■ Aim: Transcribe the data from the line containing "the white cloud." through the end of the data, both ends included.

■ Dataset records:
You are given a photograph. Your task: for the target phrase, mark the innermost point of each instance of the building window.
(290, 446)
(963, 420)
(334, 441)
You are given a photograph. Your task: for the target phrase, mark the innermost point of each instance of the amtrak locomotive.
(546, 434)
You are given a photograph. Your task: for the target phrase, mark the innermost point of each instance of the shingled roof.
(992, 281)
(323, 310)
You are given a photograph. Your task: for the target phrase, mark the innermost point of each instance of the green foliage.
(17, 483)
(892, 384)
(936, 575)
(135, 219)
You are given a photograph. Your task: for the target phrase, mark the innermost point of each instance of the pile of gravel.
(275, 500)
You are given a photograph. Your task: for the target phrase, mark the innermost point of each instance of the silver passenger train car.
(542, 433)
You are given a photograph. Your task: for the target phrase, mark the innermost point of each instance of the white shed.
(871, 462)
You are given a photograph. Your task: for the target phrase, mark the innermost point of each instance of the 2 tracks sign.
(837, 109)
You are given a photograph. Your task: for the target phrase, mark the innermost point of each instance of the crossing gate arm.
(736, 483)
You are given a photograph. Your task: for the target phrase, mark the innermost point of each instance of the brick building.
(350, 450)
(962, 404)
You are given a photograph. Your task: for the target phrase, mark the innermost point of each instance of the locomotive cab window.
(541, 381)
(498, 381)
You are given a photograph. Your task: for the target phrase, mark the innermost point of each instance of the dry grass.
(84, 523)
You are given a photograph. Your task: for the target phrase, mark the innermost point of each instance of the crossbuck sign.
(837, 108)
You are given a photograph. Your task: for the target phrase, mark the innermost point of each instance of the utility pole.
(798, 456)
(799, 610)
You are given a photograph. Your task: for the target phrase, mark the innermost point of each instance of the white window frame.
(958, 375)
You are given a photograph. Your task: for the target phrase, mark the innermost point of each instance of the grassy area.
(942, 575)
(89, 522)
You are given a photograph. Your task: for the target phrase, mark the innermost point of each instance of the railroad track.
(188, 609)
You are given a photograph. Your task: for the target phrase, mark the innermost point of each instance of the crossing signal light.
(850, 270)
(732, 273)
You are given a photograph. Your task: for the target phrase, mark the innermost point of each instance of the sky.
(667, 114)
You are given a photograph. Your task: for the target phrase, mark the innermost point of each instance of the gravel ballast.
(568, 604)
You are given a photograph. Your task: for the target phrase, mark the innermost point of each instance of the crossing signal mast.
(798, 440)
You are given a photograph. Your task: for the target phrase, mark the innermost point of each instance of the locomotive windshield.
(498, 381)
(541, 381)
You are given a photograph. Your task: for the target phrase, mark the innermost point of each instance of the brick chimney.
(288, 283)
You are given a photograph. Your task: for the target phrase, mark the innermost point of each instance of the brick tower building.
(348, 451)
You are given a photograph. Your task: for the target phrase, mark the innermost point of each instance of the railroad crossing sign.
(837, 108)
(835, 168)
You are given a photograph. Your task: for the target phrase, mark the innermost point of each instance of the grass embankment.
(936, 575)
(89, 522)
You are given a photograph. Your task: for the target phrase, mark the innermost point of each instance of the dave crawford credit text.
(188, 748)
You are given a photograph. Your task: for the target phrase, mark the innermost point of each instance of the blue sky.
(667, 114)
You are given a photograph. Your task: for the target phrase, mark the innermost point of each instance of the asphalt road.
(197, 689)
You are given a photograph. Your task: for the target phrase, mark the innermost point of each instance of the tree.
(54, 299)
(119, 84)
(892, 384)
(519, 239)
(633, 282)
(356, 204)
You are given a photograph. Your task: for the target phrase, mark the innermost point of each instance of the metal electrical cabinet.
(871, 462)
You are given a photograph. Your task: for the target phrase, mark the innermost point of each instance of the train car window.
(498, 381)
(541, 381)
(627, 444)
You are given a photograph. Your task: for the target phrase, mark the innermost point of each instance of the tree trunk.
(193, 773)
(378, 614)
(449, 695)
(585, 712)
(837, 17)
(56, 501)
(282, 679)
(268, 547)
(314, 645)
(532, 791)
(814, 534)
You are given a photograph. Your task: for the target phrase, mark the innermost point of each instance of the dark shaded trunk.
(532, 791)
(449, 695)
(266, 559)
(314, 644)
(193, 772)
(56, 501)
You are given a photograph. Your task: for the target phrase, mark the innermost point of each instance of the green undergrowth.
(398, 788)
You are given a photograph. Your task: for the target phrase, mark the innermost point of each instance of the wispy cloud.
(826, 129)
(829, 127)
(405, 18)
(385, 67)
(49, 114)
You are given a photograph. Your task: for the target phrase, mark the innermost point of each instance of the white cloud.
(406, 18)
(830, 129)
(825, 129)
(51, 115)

■ Written reply:
You are given a photograph. Your task: for the target phrase, mark the innermost point of each instance of the white cloud.
(406, 18)
(830, 129)
(825, 129)
(51, 115)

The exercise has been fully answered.